* _Source passage_
»»
Priscilla pursued an acting career. She recounts her experiences in acting class and her first roles. She loved being on the documentary series Those Amazing Animals and was honored to be given a role on the soap opera Dallas, where she had good relationships and learned a lot. She was surprised by how fun she found acting and how kind people were to her.
While Priscilla was thriving, Lisa Marie struggled. She used drugs and failed out of school. A worried Priscilla moved her to a new private school closer to home and enrolled her in Scientology’s rehab program. Lisa Marie made a few friends, including Danny Keough, a devout Scientologist and musician. Priscilla was thrilled because Danny seemed like a good influence on her daughter.
Priscilla let Lisa Marie drop out of school and move into her own place when she turned 18. Priscilla missed having her daughter at home, but was glad that Lisa Marie seemed more stable. She reflects on the difficulties of raising her daughter, particularly in light of Elvis’s legacy.
Priscilla began dating Marco Garibaldi when Priscilla started appearing on Dallas; the couple would stay together for 22 years. Not long after Lisa Marie moved out, Priscilla got pregnant with her son, Navarone. She loved being a mom to a baby again, particularly because she was more ready this time. Shortly thereafter, she and Marco married.
Priscilla continued acting. She describes working on the Naked Gun movie series, which were fun projects. She muses on how Elvis would have responded to them.
Priscilla frames her life after Elvis’s death as a matter of Navigating Fame, Public Expectation, and Legacy. Because Elvis was such an icon, and because his death affected people around the whole world, Priscilla struggled to grieve his passing in a way that felt true to her. By the time of his death, Priscilla hadn’t been married to Elvis for several years, but she remained associated with his fame and legacy. She continued to live in the shadow of the public’s expectations of her. To deal with her feelings of grief and entrapment, Priscilla turned to spirituality and religion. The Church of Scientology offered her comfort and a pathway to healing and self-empowerment, by teaching her that her life was her own:
The thought of freeing myself from all the pain and confusion of losing Elvis gave me hope. I wanted to take control of my life. I would not only be leaving the past behind but also be guided as I moved forward in life. Scientology would show me the way, step by step (64).
As a public figure, Priscilla felt limited by how outsiders saw her and how the media represented her. She felt compelled to respond to Elvis’s death in the way others expected. With the help of her new religious beliefs and community, Priscilla discovered how to exercise her agency despite the pressure she felt. She now considers that by looking to philosophy and religion, Priscilla was actually upholding Elvis’s legacy, too. “Elvis was always the searcher” (61), Priscilla asserts, and was always seeking answers to navigate his losses. Priscilla didn’t adopt Elvis’s same beliefs, but she did take inspiration from his quest for meaning.
««
Stored dataset items:
»»
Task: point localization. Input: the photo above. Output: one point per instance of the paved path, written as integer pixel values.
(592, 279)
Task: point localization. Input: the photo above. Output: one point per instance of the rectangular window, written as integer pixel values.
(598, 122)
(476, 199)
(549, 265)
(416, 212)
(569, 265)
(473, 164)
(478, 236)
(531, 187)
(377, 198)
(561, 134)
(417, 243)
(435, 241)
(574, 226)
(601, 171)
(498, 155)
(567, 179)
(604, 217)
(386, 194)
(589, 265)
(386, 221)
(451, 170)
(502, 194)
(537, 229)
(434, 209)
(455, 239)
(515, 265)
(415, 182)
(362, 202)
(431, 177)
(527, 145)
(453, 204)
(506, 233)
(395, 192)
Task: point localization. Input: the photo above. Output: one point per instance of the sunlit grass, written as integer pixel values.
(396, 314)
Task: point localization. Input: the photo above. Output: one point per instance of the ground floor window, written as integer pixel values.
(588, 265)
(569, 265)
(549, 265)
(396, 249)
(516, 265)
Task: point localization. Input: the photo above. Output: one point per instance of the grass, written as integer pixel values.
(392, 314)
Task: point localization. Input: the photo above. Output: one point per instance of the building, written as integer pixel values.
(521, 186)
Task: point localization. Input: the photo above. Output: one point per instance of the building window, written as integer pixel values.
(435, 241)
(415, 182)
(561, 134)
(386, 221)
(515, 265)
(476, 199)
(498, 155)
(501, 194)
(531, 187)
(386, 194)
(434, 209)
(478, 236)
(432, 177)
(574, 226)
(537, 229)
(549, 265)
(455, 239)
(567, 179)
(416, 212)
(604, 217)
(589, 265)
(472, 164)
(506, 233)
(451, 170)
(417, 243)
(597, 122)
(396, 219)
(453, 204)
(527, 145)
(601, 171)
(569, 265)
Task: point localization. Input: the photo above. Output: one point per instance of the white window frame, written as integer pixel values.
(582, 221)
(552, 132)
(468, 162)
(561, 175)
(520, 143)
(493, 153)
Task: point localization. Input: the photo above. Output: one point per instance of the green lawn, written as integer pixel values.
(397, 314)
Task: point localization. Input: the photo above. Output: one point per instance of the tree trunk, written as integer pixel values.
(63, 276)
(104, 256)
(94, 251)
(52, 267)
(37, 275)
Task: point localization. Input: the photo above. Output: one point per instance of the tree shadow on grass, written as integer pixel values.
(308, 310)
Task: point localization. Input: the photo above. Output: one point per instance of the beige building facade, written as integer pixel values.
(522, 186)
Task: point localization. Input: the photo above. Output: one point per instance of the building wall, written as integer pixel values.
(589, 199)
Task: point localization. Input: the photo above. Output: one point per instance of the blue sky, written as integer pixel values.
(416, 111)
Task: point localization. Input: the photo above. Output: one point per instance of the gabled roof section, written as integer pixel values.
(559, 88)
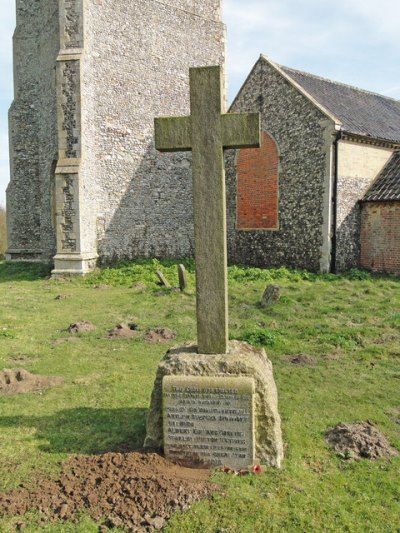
««
Can you continue the passage about Priscilla's life after Elvis, starting right after its final sentence?

* _Response for this exercise_
Priscilla’s parenting experiences introduce the Generational Nature of Trauma that the memoir investigates. Much like her late father, Lisa Marie “was a conundrum, complicated and challenging,” “a free spirit, a determined and restless soul” (77). While Priscilla appreciated that Lisa Marie was grieving her father, she struggled to help her daughter build healthy habits and find direction in life. Elvis’s premature death wounded Priscilla in the same way that Gladys’s early death deeply impacted a young Elvis. Priscilla noticed other similarities between father and daughter, particularly Lisa Marie’s use of drugs and alcohol. Priscilla began to worry about her daughter when she discovered that Lisa Marie had been “experiment[ing] with alcohol and pot” and “that cocaine and other serious drugs were readily available in her social circles” (93). Priscilla never suggests that she didn’t trust Lisa Marie, but she feared Lisa Marie would become reliant on substances because of “Elvis’s history of addiction” (93). Of course, what Priscilla claims never to have known is Lisa Marie’s history of being sexually abused from a young age—trauma that could more readily explain the young woman’s substance use as a coping mechanism. Despite her best efforts, Priscilla was unable to stop her daughter from using substances. Priscilla similarly tried to stop Elvis’s drug use, but without success. These repeating patterns convey how trauma can echo from one generation to the next.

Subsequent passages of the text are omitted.